### TEXT PASSAGE
::::::::

The 2014 Tournament of Champions will be the final edition of the event in its current format. The field for the last few years has been primarily made up of the highest-ranked winners of the International tournaments throughout the year, but in 2015 the draw will be comprised of the players ranked 9-20 in the WTA standings.

Check out the Full Draw: WTA Sofia 2014 Draw

As it happens, six of the eight women in Sofia this year are ranked inside the top 20, which should make for an evenly contested and entertaining set of matches. The Tournament of Champions may not have the same prestige or level of fan interest that last week’s WTA Finals did, but it does offer an opportunity for “second tier” players to end their seasons on a strong note.

Like Singapore, Sofia adopts a round robin format, with the top two players in each group advancing to the semi-finals. Here is what those groups look like…

Group Serdika

Ekaterina Makarova

Flavia Pennetta

Alize Cornet

Garbine Muguruza

 

Group Sredets

Dominika Cibulkova

Andrea Petkovic

Carla Suarez Navarro

Tsvetana Pironkova

 

…and here is a reminder of each player’s main achievements in 2014:

Ekaterina Makarova

Ranking: 11

Head-to-head record with rest of group: 1-1 Pennetta; 0-0 Cornet; 2-1 Muguruza

Age 26, Makarova has quietly put together her best ever singles season on the WTA Tour. She started strongly, beating Venus Williams at the Australian Open and hoisting the trophy in Pattaya City, and did a lot more winning in the summer. She demolished Agnieszka Radwanska on her way to the Wimbledon quarter-finals, made back-to-back semi-finals in Washington and Montreal, and reached the last four of a Grand Slam for the first time at the US Open. One half of one of the world’s top doubles teams, Makarova has used a tricky lefty serve and superior court craft to bamboozle opponents, and she’s usually done it with a smile.

::::::::

### ENTRIES SHOWN
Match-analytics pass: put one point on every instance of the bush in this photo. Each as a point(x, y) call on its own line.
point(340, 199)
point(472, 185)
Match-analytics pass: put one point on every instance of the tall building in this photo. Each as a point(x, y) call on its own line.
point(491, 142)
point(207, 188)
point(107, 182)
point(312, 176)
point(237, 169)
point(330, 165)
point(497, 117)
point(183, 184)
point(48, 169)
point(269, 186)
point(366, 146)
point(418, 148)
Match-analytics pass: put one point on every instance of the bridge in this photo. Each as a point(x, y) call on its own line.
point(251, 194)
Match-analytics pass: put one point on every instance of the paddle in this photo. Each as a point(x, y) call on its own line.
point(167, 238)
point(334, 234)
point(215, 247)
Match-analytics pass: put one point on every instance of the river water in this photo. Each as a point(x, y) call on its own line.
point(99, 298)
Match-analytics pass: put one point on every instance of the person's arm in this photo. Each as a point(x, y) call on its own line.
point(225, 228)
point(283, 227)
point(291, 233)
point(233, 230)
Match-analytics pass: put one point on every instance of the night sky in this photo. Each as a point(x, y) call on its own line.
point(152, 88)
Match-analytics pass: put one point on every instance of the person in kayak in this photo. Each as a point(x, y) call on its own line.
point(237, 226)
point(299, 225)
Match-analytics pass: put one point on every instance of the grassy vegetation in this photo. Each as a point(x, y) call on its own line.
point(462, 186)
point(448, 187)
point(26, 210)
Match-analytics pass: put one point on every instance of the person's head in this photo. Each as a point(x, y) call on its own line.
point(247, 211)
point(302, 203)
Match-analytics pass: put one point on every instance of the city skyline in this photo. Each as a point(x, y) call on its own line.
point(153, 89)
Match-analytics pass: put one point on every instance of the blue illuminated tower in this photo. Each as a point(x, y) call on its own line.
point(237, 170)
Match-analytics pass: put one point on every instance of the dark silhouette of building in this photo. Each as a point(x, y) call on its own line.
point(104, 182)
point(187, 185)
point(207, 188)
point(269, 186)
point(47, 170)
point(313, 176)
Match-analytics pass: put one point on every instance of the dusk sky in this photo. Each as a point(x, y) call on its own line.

::::::::

### EXERCISE TASK
Retype the stretch of the Tournament of Champions preview above from "As it happens, six" through "a strong note." with no changes.

### RESULT
As it happens, six of the eight women in Sofia this year are ranked inside the top 20, which should make for an evenly contested and entertaining set of matches. The Tournament of Champions may not have the same prestige or level of fan interest that last week’s WTA Finals did, but it does offer an opportunity for “second tier” players to end their seasons on a strong note.